ARTICLE
◇ ◇ ◇ ◇ ◇ ◇ ◇

# Mini keyboard for Volume and Track buttons?



## striker1211 (Mar 1, 2012)

I am hoping to do a nexus car install using Timurs usb mod on my Nexus 7 2012. The only problem I have is that I am the type who can never find just the right track and skips 10 songs before finding one to listen to. Trying to do this on a touch screen can be hit or miss (literally). Adding an aftermarket steering wheel control to my car is way too expensive. I wouldn't mind having a few buttons mounted by the center console though. What I am thinking is, is there a USB or bluetooth keyboard that has only 4 or 5 buttons that I could mount and use tasker or some such app to control the tracks? I have no problem playing with the software side of it but I just cant seem to find the right keywords to search for on google to buy the hardware. Thanks in advance


----------



## xapt3r5 (Aug 29, 2013)

I think what you might be looking for is some form of USB keypad:










http://www.pcrush.com/product/Keyboards-and-Keypads/94590/Targus-PAUK10U-Ultra-Mini-USB-Keypad

The model above is pretty standard, but there are all sorts of it. If you search the web good enough, you may find one that bettter suits your needs. Not so sure about android HID support range, though, but haven't yet run into a keyboard that did not work. Good luck.


----------



## dna59 (Jul 17, 2013)

The perfect thing would be the griffin power mate and the drivers are built into USBrom but nobody as far as I know has gotten it to work on the software side. I have one from a previous carputer install and was hoping someone would figure it out here.

Edit- would it be possible to get the power mate working through joycon using the data+ and data- wires from the usb connector of the power mate?


----------

◇ ◇ ◇ ◇ ◇ ◇ ◇

(Position identification records)
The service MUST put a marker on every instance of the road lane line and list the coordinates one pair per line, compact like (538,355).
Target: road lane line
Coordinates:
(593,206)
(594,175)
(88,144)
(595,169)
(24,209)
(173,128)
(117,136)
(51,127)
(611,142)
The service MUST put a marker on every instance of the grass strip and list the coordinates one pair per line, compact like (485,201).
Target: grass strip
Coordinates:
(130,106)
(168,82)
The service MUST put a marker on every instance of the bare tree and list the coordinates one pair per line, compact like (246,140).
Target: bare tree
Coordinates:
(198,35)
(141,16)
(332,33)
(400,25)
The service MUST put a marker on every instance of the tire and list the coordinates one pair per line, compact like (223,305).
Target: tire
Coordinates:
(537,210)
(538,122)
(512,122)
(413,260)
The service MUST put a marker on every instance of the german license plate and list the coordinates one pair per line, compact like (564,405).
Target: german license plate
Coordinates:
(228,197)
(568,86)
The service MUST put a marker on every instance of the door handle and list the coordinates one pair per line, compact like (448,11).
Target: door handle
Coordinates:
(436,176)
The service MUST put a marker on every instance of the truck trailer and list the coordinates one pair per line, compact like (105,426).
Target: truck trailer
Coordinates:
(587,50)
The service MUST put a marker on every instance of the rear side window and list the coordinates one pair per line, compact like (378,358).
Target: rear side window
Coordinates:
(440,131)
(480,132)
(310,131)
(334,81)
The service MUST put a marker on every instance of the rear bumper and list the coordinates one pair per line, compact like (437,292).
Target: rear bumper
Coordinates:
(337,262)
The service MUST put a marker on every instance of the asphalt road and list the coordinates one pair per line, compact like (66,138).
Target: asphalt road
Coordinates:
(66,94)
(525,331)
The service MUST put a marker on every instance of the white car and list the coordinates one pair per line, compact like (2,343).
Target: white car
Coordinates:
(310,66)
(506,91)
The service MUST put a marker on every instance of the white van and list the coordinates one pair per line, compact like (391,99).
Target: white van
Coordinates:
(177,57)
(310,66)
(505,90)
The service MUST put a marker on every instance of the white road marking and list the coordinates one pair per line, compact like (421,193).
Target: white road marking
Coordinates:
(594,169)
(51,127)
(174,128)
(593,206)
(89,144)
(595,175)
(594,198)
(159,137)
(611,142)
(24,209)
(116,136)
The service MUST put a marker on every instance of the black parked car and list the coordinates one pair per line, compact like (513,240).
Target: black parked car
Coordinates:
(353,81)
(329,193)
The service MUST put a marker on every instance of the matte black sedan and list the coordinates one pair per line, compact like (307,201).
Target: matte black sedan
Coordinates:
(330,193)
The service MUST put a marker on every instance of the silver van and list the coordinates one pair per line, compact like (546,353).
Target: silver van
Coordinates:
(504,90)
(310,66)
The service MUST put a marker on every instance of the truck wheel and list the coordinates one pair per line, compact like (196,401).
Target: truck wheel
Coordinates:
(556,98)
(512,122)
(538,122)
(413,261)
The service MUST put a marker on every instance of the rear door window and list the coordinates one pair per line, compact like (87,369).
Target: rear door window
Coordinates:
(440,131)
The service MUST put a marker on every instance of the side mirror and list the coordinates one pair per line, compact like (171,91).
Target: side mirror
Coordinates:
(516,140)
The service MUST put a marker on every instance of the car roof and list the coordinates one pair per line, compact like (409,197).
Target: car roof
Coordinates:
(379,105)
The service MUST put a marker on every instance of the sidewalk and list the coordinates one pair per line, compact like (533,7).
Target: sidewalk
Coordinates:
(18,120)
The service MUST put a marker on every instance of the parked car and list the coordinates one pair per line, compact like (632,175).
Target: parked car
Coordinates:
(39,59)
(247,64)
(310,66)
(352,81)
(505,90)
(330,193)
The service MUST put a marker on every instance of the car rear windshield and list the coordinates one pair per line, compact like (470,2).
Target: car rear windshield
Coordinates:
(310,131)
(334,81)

◇ ◇ ◇ ◇ ◇ ◇ ◇

WHAT IS ASKED
Please list the usernames of everyone who posted in the mini keyboard thread. These records have no connection to the thread.

EXERCISE ANSWER
striker1211, xapt3r5, dna59